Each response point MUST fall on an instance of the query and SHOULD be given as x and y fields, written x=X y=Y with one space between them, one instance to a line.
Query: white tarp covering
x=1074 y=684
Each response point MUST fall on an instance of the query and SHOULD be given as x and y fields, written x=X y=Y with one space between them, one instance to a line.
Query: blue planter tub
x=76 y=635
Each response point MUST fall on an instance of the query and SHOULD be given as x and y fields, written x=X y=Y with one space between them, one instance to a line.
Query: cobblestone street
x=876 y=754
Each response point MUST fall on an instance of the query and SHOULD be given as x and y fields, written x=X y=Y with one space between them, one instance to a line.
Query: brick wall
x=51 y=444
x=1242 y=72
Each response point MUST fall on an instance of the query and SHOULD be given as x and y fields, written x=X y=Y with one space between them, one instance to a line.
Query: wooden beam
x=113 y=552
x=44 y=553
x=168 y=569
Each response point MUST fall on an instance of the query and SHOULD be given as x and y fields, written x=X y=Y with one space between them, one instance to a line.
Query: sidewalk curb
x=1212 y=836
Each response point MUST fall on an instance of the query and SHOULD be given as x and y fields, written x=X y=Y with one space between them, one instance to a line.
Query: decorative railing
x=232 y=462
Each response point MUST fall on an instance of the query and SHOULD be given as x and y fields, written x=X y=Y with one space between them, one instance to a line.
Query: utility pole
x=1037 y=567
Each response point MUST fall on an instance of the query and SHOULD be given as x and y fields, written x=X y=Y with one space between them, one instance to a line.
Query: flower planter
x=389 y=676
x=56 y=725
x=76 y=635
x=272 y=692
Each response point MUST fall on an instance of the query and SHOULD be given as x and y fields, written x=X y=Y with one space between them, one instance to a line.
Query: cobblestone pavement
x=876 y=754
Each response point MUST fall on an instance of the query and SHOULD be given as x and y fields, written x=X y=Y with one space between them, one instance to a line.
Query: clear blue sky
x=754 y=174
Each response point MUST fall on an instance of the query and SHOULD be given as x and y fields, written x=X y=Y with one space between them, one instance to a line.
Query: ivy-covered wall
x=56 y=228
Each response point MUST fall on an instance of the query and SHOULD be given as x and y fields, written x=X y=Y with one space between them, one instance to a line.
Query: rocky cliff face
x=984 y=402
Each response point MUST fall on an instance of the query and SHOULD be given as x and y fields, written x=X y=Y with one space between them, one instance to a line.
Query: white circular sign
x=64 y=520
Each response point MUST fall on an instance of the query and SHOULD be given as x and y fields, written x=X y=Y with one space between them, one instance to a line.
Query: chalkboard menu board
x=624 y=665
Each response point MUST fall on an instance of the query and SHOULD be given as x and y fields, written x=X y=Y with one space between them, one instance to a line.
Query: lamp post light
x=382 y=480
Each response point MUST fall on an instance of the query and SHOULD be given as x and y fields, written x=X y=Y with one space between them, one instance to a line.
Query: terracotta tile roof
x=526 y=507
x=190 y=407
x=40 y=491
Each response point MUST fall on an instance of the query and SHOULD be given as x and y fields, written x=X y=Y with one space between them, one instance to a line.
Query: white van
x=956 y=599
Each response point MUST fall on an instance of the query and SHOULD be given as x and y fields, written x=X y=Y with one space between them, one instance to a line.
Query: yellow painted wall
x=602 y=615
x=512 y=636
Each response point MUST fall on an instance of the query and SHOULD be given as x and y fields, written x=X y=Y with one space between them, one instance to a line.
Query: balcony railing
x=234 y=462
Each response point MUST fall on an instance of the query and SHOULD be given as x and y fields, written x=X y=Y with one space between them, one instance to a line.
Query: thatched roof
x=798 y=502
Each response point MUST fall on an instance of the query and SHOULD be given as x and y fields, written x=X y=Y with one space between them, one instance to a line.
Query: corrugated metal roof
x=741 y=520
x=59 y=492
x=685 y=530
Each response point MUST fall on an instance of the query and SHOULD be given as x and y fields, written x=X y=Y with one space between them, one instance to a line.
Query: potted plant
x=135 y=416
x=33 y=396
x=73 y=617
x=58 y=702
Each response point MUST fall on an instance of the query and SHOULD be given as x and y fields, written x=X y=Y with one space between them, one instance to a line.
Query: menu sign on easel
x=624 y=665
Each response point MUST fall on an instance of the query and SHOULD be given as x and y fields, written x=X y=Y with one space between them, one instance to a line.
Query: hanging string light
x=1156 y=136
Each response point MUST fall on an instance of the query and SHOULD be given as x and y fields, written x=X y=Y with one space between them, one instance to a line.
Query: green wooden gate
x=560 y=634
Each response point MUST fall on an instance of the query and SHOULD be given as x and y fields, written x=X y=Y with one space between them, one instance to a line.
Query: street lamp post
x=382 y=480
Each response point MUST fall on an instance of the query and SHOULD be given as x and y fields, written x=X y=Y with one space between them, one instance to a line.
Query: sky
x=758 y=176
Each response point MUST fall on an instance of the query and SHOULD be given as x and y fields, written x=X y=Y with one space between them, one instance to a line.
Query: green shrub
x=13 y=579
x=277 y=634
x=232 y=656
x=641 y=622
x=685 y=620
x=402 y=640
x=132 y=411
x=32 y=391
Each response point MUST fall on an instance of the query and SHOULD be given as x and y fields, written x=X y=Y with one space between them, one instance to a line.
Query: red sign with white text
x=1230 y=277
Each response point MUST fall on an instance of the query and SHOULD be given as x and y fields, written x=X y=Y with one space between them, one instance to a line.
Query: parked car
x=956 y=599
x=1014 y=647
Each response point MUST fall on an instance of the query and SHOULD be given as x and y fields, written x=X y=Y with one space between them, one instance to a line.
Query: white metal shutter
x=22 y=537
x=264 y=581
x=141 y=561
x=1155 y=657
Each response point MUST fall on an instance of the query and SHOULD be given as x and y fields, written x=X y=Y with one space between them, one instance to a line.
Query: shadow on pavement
★ ★ ★ ★ ★ ★ ★
*Description of the task:* Write out all of the items above again, changing every "response point" to "marked point" and leaving everything else untouched.

*Response to this task:*
Each marked point MUST fall on an instance of the query and SHOULD be given as x and y fields, written x=X y=Y with one space between them, one instance to a line.
Query: white tarp covering
x=1074 y=684
Each marked point MUST fall on an instance of the query and SHOULD be given as x and y fields, written x=X y=Y with one space between them, one instance to a line.
Query: blue planter tub
x=76 y=635
Each marked point MUST fall on an instance of the query and SHOULD be given as x and y fields, written x=X y=Y with one space between them, one instance to a line.
Query: cobblestone street
x=876 y=754
Each marked point MUST fall on an instance of the query and SHOULD be given as x and y fields, written x=X y=Y with one space between them, one instance to a line.
Query: brick wall
x=51 y=444
x=1242 y=72
Each marked point MUST fall on an instance of the query and SHOULD be given as x and y fields, written x=X y=Y with one space between them, one instance to a line.
Query: wooden beam
x=113 y=552
x=44 y=553
x=168 y=569
Each marked point MUST fall on an instance of the query and SHOULD be given as x and y fields, written x=X y=Y with one space between them, one instance to a line.
Query: sidewalk curb
x=1212 y=836
Each marked point MUST fall on an instance of the query and SHOULD be given as x and y fields, written x=X y=Y with one space between them, one instance to a line.
Query: decorative railing
x=232 y=462
Each marked point MUST fall on an instance of the query and SHOULD be given as x and y fields, written x=X y=Y with one space between them, one instance to a line.
Query: utility pole
x=1037 y=567
Each marked point MUST fall on an instance of the query and SHOULD be given as x and y fields, written x=X y=Y with one space between them, one instance to a line.
Query: flower planter
x=389 y=676
x=56 y=725
x=76 y=635
x=272 y=692
Each marked point MUST fall on an instance of the query and SHOULD be given as x and y fields, written x=X y=Y with one space between them, one instance to a line.
Query: cobblestone pavement
x=876 y=754
Each marked point MUST fall on an instance of the query and SHOULD be given as x and y fields, written x=X y=Y with one space between them, one instance to a line.
Query: clear blue sky
x=754 y=174
Each marked point MUST fall on an instance of the query and SHOULD be given as x and y fields, written x=X y=Y with one space between them, one instance to a line.
Query: ivy-covered wall
x=56 y=228
Each marked point MUST fall on an instance of the query and SHOULD be given as x and y fields, written x=X y=Y with one space between them, one instance to a line.
Query: rocky cliff face
x=984 y=402
Each marked point MUST fall on an instance of the query and SHOULD be given as x and y fields, written x=X y=Y with one space between them, one instance to a line.
Query: white circular sign
x=64 y=520
Each marked point MUST fall on an instance of the query and SHOULD be given as x and y fields, written x=X y=Y with one space between them, one instance to a line.
Query: chalkboard menu board
x=624 y=665
Each marked point MUST fall on an instance of the query and SHOULD be given as x and y fields, written x=X y=Y with one space between them, one instance to a line.
Query: lamp post light
x=382 y=480
Each marked point MUST fall on an instance of the query and SHOULD be given as x and y fields, written x=X y=Y with one space between them, one instance to a line.
Query: terracotta tile roof
x=526 y=507
x=190 y=407
x=40 y=491
Each marked point MUST fall on an instance of the query and SHOULD be given as x and y fields, written x=X y=Y with one space between them, one instance to a line.
Query: white van
x=956 y=599
Each marked point MUST fall on an instance of the query and SHOULD be given as x and y fields, written x=X y=Y with one space between them, one instance to a line.
Query: yellow painted wall
x=602 y=615
x=512 y=636
Each marked point MUST fall on an instance of the query and SHOULD be given as x and y fields, written x=X y=Y with one space between them, one instance to a line.
Query: balcony railing
x=234 y=462
Each marked point MUST fall on an instance of the query and SHOULD be given as x and y fields, written x=X y=Y with one space between them, one instance to a line.
Query: thatched roof
x=798 y=502
Each marked point MUST fall on an instance of the query and SHOULD be given as x and y fields, written x=X y=Y with one space between them, one instance to a line.
Query: corrugated metal roof
x=741 y=520
x=59 y=492
x=685 y=530
Each marked point MUST fall on an instance of the query and SHOULD be given as x and y fields, written x=X y=Y with one space between them, one instance to a line.
Query: potted plant
x=135 y=416
x=33 y=396
x=73 y=617
x=58 y=702
Each marked point MUST fall on an instance of the query and SHOULD be given as x and y fields, written x=X y=Y with one space between them, one instance to a line.
Query: menu sign on easel
x=624 y=665
Each marked point MUST fall on an instance of the query and SHOULD be given as x and y fields, written x=X y=Y with one space between them, one instance to a line.
Query: hanging string light
x=1156 y=136
Each marked point MUST fall on an instance of the query and SHOULD be given as x and y fields, written x=X y=Y with one space between them, one instance to a line.
Query: green wooden gate
x=560 y=634
Each marked point MUST fall on an instance of the query and SHOULD be given as x and y fields, written x=X y=Y with one space between them, one instance to a line.
Query: street lamp post
x=382 y=480
Each marked point MUST fall on an instance of the query and SHOULD be given as x and y fields, written x=X y=Y with one space between them, one instance to a line.
Query: sky
x=758 y=176
Each marked point MUST fall on an instance of the query and SHOULD be given as x and y fields, written x=X y=Y with one space between them, one instance to a line.
Query: green shrub
x=13 y=579
x=277 y=634
x=232 y=656
x=641 y=622
x=685 y=620
x=402 y=640
x=132 y=411
x=32 y=391
Each marked point MUST fall on an instance of the query and SHOULD be given as x and y fields, written x=X y=Y with one space between them, one instance to a line.
Query: red sign with white text
x=1230 y=277
Each marked point MUST fall on an instance of the query and SHOULD be given as x and y fields, written x=X y=Y with one space between them, one instance to a line.
Query: parked car
x=956 y=599
x=1014 y=647
Each marked point MUST fall on an instance of the query and SHOULD be given as x and y fields, written x=X y=Y with one space between them, one instance to a line.
Query: white metal shutter
x=22 y=537
x=264 y=581
x=141 y=561
x=1155 y=657
Each marked point MUST fall on an instance of the query and SHOULD be given as x and y fields, written x=X y=Y with one space between them, one instance to a line.
Query: shadow on pavement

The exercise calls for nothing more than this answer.